▶ [Texte étudié]:
------------

La pathologie scolaire qui découle de la dyspraxie visuo-spatiale porte sur tous les apprentissages ; la lecture, améliorée par la rééducation du regard, reste laborieuse ; la difficulté de calibrage des saccades gêne le développement de la voie lexicale de lecture et conduit à une dysorthographie d'usage par difficultés à la construction du lexique orthographique . La dysgraphie doit être contournée par des palliatifs instrumentaux. Ces enfants frappent par leurs bons résultats à l'oral et leurs échecs à l'écrit. Les difficultés d'exploration les pénalisent dans la recherche dans un texte, dans les dessins, schémas, cartes de géographie. La dyscalculie est souvent majeure, c'est une dyscalculie spatiale sans trouble du raisonnement logique. Les troubles du regard perturbent le dénombrement, utilisé largement dans les apprentissages de la notion de nombre. Les difficultés topologiques rendent difficiles la réalisation des opérations (problème spatial de position)et certains résolvent par le calcul mental des opérations qu'ils sont incapables de poser. Enfin tout concoure aux grandes difficultés rencontrées en géométrie….
La prise en charge rééducative ne peut se concevoir que comme un travail d'équipe; une rééducation isolée de la poursuite sans connaissance des problèmes scolaires n'a pas grand intérêt…mais un entraînement des stratégies exploratoires en liaison avec l'apprentissage de la lecture peut être très fructueux. Il convient d'apprendre à l'enfant à verbaliser les situations dans lesquelles ses déficits visuo-spatiaux vont le gêner, pour qu'il acquiert des stratégies d'organisation séquentielles. Les méthodes pédagogiques doivent être adaptées à ces déficits, en faisant passer à l'oral tout ce qui peut l'être. Les rééducateurs travailleront l'organisation des saccades, le retour à la ligne.
Il serait souhaitable que le diagnostic et la prise en charge ait lieu dès la moyenne section de maternelle pour dépister et compenser vite les déficits avant que l'échec scolaire massif ne s'installe.

------------

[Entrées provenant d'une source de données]
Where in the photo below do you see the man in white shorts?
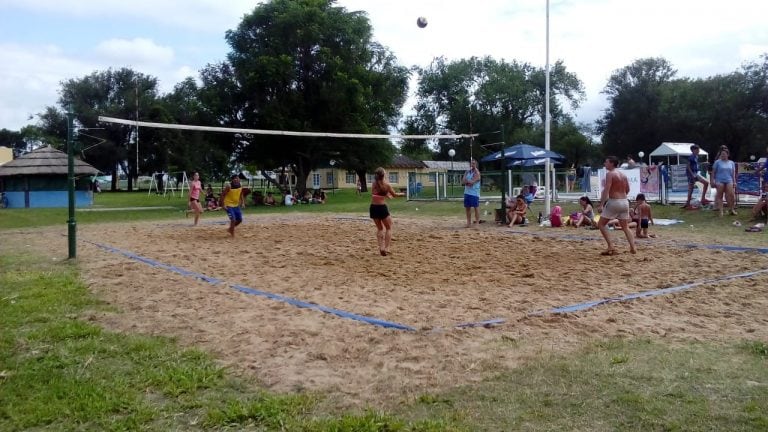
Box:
[597,156,637,255]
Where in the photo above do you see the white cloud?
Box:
[0,0,768,129]
[2,0,256,32]
[95,38,174,66]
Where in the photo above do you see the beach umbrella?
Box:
[480,143,565,162]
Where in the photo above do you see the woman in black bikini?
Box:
[370,167,405,256]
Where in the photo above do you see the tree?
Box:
[598,58,677,157]
[202,0,409,191]
[39,68,157,190]
[414,57,584,160]
[160,78,232,181]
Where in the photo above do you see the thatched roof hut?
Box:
[0,146,99,177]
[0,146,99,208]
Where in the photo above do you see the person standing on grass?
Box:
[755,148,768,198]
[712,148,737,217]
[461,159,480,228]
[683,144,709,208]
[187,173,203,225]
[369,167,405,256]
[597,156,637,255]
[221,175,244,237]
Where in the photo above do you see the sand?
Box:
[14,215,768,405]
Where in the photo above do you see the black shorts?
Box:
[368,204,389,219]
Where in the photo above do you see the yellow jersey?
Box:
[224,187,243,207]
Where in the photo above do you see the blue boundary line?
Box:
[86,240,416,331]
[505,231,768,254]
[528,269,768,316]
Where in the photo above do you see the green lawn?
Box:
[0,191,768,432]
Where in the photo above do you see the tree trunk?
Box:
[109,164,120,192]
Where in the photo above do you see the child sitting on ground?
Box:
[549,206,563,228]
[635,194,656,238]
[507,195,528,228]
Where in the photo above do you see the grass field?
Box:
[0,191,768,431]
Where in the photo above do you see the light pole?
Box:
[544,0,552,215]
[448,149,456,198]
[330,159,336,195]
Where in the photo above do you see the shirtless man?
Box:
[597,156,636,255]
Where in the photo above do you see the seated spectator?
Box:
[752,192,768,220]
[264,192,277,206]
[549,206,563,228]
[507,195,528,228]
[283,193,296,206]
[312,189,326,204]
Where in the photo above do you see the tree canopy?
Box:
[201,0,409,189]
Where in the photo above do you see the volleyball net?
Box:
[98,116,480,200]
[99,116,479,139]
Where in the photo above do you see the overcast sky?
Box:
[0,0,768,130]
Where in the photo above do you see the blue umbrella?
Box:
[480,143,565,164]
[507,158,563,168]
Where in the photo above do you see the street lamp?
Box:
[544,0,552,214]
[330,159,336,195]
[448,149,456,198]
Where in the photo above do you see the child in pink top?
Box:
[188,173,203,225]
[549,206,563,228]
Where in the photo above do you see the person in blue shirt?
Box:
[461,159,480,228]
[683,144,710,208]
[755,148,768,197]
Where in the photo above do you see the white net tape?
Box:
[99,116,478,139]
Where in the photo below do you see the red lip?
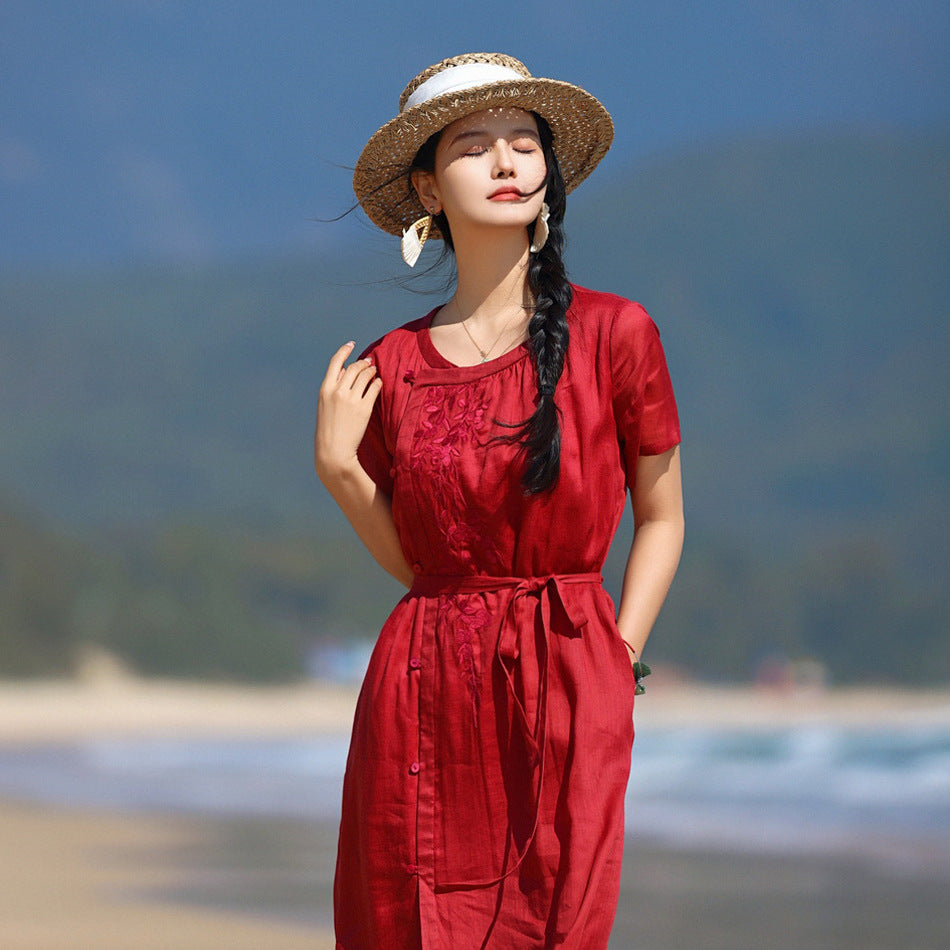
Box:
[488,185,524,201]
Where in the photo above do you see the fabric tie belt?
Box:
[408,573,603,889]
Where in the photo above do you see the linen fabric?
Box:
[334,287,680,950]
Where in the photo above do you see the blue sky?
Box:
[0,0,950,266]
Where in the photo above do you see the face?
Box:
[413,109,547,244]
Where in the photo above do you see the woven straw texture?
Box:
[353,53,613,237]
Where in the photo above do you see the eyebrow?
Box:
[449,128,539,145]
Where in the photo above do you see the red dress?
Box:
[334,287,679,950]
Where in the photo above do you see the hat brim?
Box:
[353,78,614,237]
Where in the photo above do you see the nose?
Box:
[494,139,515,178]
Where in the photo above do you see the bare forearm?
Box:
[617,519,683,656]
[316,459,413,587]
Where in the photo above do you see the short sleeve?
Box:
[610,303,680,487]
[356,346,393,498]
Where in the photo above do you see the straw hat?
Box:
[353,53,614,237]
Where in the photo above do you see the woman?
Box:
[314,54,683,950]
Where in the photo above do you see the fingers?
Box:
[340,359,376,392]
[325,340,356,381]
[320,340,382,404]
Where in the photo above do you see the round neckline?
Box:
[417,305,528,379]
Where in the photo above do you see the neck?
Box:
[453,228,530,326]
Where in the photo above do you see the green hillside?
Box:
[0,133,950,681]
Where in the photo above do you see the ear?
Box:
[411,168,442,214]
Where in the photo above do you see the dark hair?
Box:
[410,113,573,495]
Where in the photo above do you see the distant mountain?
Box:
[0,131,950,678]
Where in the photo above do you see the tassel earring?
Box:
[531,201,551,254]
[402,214,432,267]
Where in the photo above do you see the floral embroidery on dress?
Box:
[439,595,491,726]
[410,385,495,570]
[410,385,497,708]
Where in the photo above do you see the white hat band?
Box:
[402,63,526,112]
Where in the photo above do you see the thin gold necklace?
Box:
[452,297,529,363]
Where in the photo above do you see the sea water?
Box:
[0,724,950,876]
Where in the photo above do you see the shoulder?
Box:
[568,284,659,359]
[360,311,432,362]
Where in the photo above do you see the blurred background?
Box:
[0,0,950,948]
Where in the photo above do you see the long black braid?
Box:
[412,113,573,495]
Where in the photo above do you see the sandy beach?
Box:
[0,676,950,745]
[0,678,950,950]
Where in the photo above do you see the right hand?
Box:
[313,342,383,478]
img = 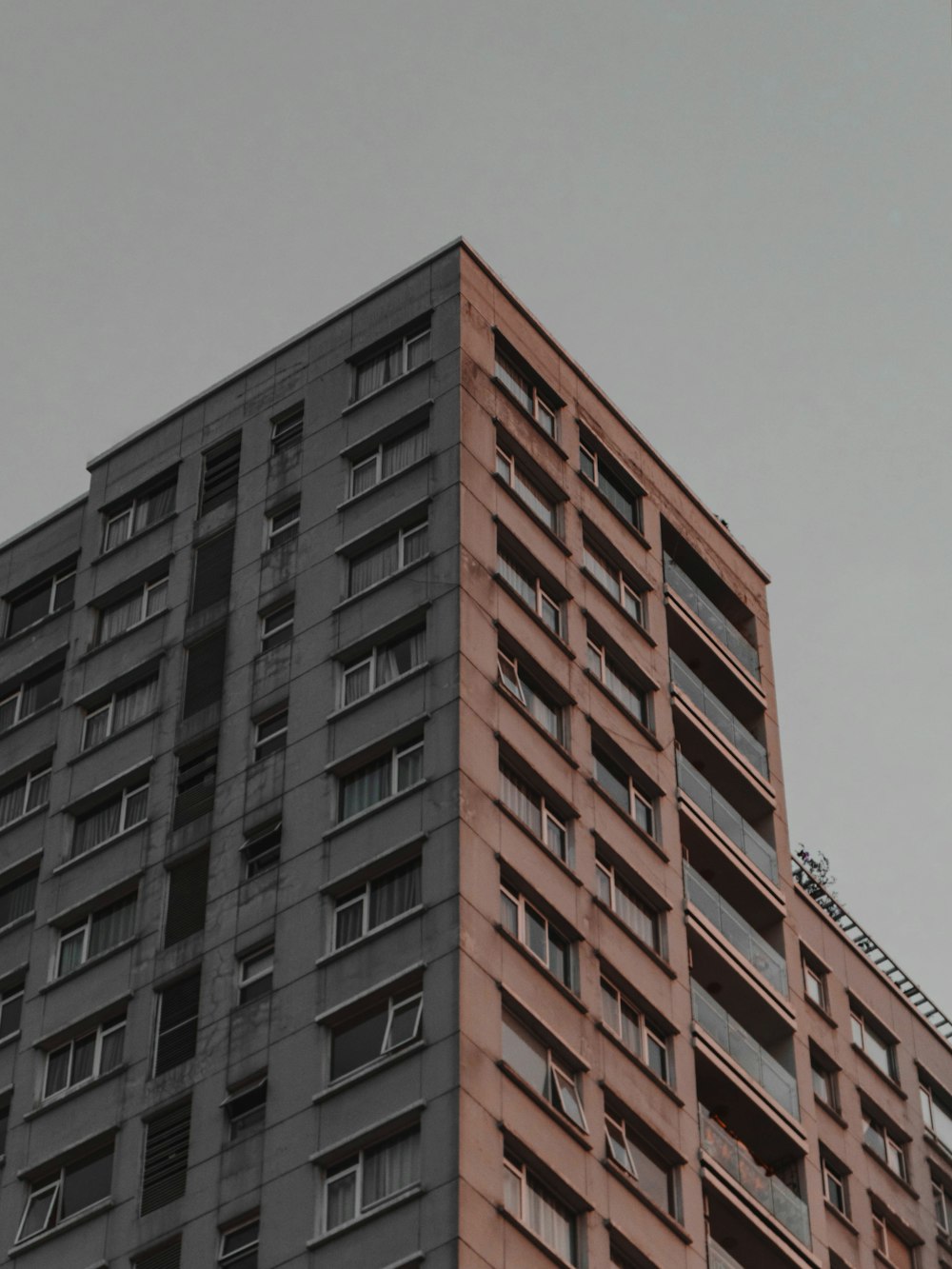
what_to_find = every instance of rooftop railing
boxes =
[690,979,800,1120]
[700,1106,812,1248]
[684,863,787,996]
[671,652,769,779]
[678,752,778,882]
[664,555,761,679]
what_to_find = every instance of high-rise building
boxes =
[0,243,952,1269]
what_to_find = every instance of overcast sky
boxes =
[0,0,952,1011]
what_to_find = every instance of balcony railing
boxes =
[700,1106,812,1248]
[664,555,761,679]
[671,652,769,779]
[690,979,800,1120]
[684,864,787,996]
[678,754,777,882]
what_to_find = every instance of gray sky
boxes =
[0,0,952,1010]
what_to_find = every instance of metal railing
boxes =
[690,979,800,1120]
[664,555,761,679]
[684,863,787,996]
[678,752,778,882]
[698,1106,812,1248]
[670,652,769,779]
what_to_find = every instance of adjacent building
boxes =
[0,241,952,1269]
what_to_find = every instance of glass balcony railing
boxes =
[664,555,761,679]
[700,1106,812,1248]
[671,652,769,779]
[678,754,777,882]
[690,979,800,1120]
[684,864,787,996]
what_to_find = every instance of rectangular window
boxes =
[499,760,568,863]
[324,1125,420,1231]
[349,423,430,498]
[338,740,423,821]
[354,327,430,401]
[53,893,136,979]
[334,858,422,948]
[500,885,576,991]
[503,1151,580,1265]
[138,1098,191,1216]
[43,1014,126,1100]
[347,521,429,595]
[152,972,202,1075]
[0,663,65,732]
[330,990,423,1080]
[7,565,76,638]
[340,627,426,708]
[14,1140,113,1242]
[69,784,149,859]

------------

▶ [Consignes et exercices]:
1. D'après le texte sur la dyspraxie visuo-spatiale, dès quel moment serait-il souhaitable que le diagnostic et la prise en charge aient lieu ?
2. Prolongez le texte sur la dyspraxie visuo-spatiale au-delà de sa dernière phrase.

▶ [Réponses rédigées]:
1. Dès la moyenne section de maternelle.

2.
Selon des données épidémiologiques récentes la prévalence des lésions cérébrales précoces dans les pays industrialisés serait se 1,5 à 2,5 pour 1000 naissances vivantes. Il peut s'agir de pathologie anténatale, liée à la mère ( dysgravidie, diabète etc…), à l'enfant ( embryofoetopathie, malformations cérébrales diverses ) ; d'une pathologie néonatale, anoxie cérébrale de causes multiples mais surtout prématurité. Celle-ci représente en fréquence la première cause de lésions cérébrales précoces, en sachant que les enfants de poids de naissance de moins de 1500gr. ont 25 à 30 fois plus de risques qu'un nouveau-né de poids normal de présenter une atteinte cérébrale. Le handicap que présente ces enfants est varié mais le lien entre eux est l'existence d'une lésion sur un cerveau immature. Ces lésions cérébrales non évolutives vont être à l'origine de déficits moteurs, neuropsychologiques, de comitialité ; ces atteintes seront isolées ou associées, et on connaît la fréquence de l'association d'une diplégie spastique et d'une dyspraxie visuo-spatiale.
Les progrès de l'imagerie ont permis de visualiser les lésions responsables des déficits (leucomalacie périventriculaire des prématurés) tout en sachant qu'il existe une absence de corrélations anatomo-cliniques du fait de la plasticité cérébrale et du caractère fonctionnel de certaines atteintes. La plasticité cérébrale correspond à la capacité de certains réseaux neuronaux d'effectuer des fonctions pour lesquelles ils n'ont pas été initialement programmés ; elle permet une compensation du déficit lésionnel mais rend compte de l'absence de liens anatomo-cliniques. Par ailleurs, certains déficits paraissent liés à des atteintes fonctionnelles au niveau cellulaire et ne peuvent ainsi être mis en évidence par nos moyens d'exploration actuels.